(Segmentation mask data)
- - -

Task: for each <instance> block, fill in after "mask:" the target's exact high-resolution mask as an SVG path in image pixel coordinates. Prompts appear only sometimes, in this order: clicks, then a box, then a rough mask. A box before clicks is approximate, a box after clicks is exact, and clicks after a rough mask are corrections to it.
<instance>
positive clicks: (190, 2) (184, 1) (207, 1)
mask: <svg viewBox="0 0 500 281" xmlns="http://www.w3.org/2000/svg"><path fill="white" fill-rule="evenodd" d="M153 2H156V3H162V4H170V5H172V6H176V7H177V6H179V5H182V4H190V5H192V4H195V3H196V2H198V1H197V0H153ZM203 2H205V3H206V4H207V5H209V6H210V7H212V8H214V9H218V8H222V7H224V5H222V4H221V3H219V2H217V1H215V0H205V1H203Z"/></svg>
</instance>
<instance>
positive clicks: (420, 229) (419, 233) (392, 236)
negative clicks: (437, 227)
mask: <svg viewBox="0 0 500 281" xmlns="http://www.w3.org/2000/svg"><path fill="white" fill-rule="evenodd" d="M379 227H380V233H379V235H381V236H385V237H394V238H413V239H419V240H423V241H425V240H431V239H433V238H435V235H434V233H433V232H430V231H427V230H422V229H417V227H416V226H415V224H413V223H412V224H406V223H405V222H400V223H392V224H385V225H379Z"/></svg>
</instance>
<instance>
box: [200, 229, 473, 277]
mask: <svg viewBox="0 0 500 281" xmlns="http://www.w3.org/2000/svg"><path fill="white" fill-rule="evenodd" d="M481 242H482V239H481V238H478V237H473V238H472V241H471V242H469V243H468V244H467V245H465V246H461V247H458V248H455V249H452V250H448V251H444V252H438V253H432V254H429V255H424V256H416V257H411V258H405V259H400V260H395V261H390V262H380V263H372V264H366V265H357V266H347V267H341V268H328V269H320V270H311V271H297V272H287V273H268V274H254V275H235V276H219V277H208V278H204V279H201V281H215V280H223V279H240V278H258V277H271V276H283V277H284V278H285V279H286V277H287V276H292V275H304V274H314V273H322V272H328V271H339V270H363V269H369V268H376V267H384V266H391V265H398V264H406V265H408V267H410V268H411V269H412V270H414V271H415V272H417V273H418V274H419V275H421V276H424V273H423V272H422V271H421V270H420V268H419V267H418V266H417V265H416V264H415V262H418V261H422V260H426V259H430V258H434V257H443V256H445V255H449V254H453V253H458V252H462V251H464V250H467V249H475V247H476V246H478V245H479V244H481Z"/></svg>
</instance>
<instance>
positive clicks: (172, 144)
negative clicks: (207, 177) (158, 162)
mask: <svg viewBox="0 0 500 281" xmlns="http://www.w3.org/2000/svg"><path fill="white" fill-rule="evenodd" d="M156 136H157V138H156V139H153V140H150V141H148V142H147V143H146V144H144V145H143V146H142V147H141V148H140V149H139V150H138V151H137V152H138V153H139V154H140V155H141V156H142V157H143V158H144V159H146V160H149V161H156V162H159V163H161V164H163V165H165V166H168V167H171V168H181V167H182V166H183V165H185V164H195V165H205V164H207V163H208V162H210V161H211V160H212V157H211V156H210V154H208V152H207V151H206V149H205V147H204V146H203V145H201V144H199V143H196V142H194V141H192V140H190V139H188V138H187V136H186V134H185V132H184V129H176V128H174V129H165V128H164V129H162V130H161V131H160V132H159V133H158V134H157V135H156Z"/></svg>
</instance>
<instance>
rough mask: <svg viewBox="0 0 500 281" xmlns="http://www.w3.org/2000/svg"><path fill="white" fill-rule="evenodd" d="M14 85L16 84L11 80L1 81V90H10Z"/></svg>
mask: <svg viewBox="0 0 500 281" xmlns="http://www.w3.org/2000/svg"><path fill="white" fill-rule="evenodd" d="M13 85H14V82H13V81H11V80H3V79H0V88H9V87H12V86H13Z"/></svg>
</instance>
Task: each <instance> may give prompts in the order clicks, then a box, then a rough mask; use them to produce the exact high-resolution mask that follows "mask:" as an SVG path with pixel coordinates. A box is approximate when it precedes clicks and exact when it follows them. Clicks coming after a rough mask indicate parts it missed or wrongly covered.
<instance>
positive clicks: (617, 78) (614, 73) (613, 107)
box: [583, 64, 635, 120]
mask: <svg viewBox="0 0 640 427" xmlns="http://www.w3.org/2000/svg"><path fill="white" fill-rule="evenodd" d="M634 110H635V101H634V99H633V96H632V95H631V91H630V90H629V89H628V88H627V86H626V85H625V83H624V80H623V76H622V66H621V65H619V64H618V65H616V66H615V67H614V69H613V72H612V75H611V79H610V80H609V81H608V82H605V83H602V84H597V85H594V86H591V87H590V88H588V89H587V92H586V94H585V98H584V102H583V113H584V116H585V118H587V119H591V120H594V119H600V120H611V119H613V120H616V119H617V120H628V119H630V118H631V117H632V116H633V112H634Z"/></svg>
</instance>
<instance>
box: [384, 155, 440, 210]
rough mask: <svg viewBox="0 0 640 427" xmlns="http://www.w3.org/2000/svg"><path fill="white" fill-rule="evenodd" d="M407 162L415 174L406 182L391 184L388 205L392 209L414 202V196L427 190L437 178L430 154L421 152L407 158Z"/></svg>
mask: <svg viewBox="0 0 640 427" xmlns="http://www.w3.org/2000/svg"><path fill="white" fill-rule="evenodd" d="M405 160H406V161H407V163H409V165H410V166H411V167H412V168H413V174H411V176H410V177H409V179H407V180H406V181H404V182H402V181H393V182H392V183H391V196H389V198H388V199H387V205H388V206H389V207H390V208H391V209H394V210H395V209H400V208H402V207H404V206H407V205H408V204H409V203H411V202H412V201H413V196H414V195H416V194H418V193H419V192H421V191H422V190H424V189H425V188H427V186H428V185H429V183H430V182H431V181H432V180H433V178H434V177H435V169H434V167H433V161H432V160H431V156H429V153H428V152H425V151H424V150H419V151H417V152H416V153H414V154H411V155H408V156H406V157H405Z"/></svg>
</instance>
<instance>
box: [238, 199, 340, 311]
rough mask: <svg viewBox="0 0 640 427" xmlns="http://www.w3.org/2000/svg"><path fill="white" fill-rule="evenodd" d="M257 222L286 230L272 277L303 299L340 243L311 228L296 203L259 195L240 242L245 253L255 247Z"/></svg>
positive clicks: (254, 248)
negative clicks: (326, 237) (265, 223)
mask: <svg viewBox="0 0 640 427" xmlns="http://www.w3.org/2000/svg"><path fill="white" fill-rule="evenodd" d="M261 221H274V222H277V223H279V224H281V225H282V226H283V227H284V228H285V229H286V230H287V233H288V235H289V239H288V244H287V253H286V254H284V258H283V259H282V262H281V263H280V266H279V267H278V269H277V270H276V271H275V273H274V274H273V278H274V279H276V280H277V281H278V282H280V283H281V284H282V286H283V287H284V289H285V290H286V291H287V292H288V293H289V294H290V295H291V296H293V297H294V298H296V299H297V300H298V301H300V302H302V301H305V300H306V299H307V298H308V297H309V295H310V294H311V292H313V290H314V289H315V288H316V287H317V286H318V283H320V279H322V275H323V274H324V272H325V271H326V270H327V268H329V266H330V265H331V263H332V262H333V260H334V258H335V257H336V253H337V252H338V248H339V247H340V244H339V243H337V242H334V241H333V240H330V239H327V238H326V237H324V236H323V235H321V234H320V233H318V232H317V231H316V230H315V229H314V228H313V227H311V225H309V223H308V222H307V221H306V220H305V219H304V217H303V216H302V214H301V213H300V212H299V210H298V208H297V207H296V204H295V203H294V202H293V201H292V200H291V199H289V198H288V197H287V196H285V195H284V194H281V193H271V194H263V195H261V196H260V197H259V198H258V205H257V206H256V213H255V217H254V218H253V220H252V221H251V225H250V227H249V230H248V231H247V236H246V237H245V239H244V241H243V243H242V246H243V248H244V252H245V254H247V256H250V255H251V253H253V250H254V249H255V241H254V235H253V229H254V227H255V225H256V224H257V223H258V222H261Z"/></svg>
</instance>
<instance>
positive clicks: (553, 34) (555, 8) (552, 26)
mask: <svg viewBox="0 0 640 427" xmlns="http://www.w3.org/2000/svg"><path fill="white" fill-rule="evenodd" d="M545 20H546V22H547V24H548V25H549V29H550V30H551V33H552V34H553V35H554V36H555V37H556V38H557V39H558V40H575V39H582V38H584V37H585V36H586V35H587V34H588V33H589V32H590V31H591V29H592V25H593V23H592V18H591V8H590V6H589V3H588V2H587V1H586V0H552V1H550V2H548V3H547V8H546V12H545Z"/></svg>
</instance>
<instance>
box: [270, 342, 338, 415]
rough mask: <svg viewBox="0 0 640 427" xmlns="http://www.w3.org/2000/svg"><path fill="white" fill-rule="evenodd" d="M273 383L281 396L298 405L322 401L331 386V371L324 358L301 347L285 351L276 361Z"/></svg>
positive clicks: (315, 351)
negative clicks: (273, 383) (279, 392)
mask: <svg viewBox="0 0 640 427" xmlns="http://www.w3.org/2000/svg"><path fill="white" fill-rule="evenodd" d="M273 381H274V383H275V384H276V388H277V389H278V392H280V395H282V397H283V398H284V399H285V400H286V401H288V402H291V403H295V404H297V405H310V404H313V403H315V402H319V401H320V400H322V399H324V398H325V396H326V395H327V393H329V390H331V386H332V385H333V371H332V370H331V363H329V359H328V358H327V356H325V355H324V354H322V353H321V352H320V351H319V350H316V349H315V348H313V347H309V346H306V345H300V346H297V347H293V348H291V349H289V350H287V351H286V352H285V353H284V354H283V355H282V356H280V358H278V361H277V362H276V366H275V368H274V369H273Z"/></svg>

- - -

- **TASK INSTRUCTIONS**: Write only the number of lines above that contain "then".

- **SOLUTION BELOW**: 2